Problems to solve →
1: Print everything in the email excerpt from "On Jun 12, 2014, at" down to "want to encourage.".
2: In the email excerpt about Array.of, what does Jason Orendorff say Array.of could test instead of using IsConstructor()?
3: Pick up the email exchange about Array.of after its last line and keep it going.

Document excerpt →

On Jun 12, 2014, at 5:36 AM, Jason Orendorff wrote:

> On Wed, Jun 11, 2014 at 11:44 AM, Allen Wirfs-Brock
> <al...@wirfs-brock.com> wrote:
>> Array.from and Array.of have a non-throwing IsConstrutor test because they 
>> are designed to allow things like this:
>> 
>> let of = Array.of;
>> of(1,2,3,4,5);   //Equivalent to: Array.of(1,2,3,4,5)
>> 
>> I don't recall why we provided that functionality.  It doesn't seem to me 
>> like a pattern we should want to encourage.
> 
> I think it was meant for functional programming; but FP is so poorly
> supported by the rest of the standard library that it's not useful by
> itself.
> 
> Array.of could test 'if the this value is undefined' rather than using
> IsConstructor(). I like that. I can't put my finger on it, but I
> suspect people will try to treat Array.of as a standalone function and
> get the "undefined is not a constructor" error, and be baffled.

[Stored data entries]
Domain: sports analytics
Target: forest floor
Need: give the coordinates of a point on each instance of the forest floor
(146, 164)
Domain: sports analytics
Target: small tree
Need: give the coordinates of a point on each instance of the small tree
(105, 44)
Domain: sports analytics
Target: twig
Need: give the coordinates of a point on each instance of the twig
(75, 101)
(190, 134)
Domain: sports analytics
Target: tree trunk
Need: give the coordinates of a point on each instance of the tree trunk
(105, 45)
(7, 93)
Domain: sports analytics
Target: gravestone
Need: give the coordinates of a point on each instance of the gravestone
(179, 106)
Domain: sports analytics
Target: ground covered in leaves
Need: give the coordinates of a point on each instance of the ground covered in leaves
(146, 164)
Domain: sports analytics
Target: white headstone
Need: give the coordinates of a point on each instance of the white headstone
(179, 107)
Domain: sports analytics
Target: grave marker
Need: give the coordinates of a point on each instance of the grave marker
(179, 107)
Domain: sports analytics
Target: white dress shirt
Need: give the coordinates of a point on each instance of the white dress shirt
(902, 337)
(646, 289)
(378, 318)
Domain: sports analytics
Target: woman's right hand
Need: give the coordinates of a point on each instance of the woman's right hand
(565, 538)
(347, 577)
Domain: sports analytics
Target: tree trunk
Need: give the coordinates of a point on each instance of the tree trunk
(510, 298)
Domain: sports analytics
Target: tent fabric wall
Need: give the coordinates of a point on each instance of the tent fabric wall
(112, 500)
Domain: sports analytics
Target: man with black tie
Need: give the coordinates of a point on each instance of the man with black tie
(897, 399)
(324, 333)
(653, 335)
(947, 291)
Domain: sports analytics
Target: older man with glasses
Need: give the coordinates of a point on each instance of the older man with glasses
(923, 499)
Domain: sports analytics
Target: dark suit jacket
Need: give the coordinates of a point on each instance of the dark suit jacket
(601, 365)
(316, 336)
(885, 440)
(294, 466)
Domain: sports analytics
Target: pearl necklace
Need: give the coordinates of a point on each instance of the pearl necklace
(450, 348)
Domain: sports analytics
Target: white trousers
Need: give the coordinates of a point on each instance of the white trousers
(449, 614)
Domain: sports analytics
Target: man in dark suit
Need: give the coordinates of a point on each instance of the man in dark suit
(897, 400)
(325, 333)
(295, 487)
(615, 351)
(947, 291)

In response →
1:
On Jun 12, 2014, at 5:36 AM, Jason Orendorff wrote:

> On Wed, Jun 11, 2014 at 11:44 AM, Allen Wirfs-Brock
> <al...@wirfs-brock.com> wrote:
>> Array.from and Array.of have a non-throwing IsConstrutor test because they 
>> are designed to allow things like this:
>> 
>> let of = Array.of;
>> of(1,2,3,4,5);   //Equivalent to: Array.of(1,2,3,4,5)
>> 
>> I don't recall why we provided that functionality.  It doesn't seem to me 
>> like a pattern we should want to encourage.

2: It could test whether the this value is undefined.

3:
The problem with the undefined test is that it doesn't work if somebody tries 
to attach such functions to a namespace object:

let arraybuilder = {of: Array.of, from: array:Array.from};
arraybuilder.of(1,2,3,4);

or consider, at the global level:
var of = Array.of;
of(1,2,3); //works
this.of(1,2,3) //breaks

That's essentially why we have the IsConstructor test.  To distinguish between 
this values that are actual constructors that will be used to create the new 
collection and non-constructor objects that are just contains for the function.

> 
> Back to the topic, it seems weird to go out of our way to expose
> @@isRegExp and @@isConcatSpreadable and also go out of our way to hide
> IsConstructor(). I don't like "does this object conform to this
> protocol" tests, but they are a fact of life in real JS code.

I think the @@is methods and isConstructor are different kinds of beasts.  
isConstructor wold be a very general predicate that queries a fundamental 
characteristic of the meta-object protocol.  The @@is methods are local to the 
implementation of a specific abstraction and nobody really needs to know about 
them unless they are trying to extend that abstraction.

I'm not really opposed to an isConstructor predicate, I'm just pushing back to 
see if it is something that really needs to be exposed.  If we have it, I think 
we probably should also have a isCallable predicate and I'd hand both of them 
off of Function.  IE:

Functiuon.isCallable(value)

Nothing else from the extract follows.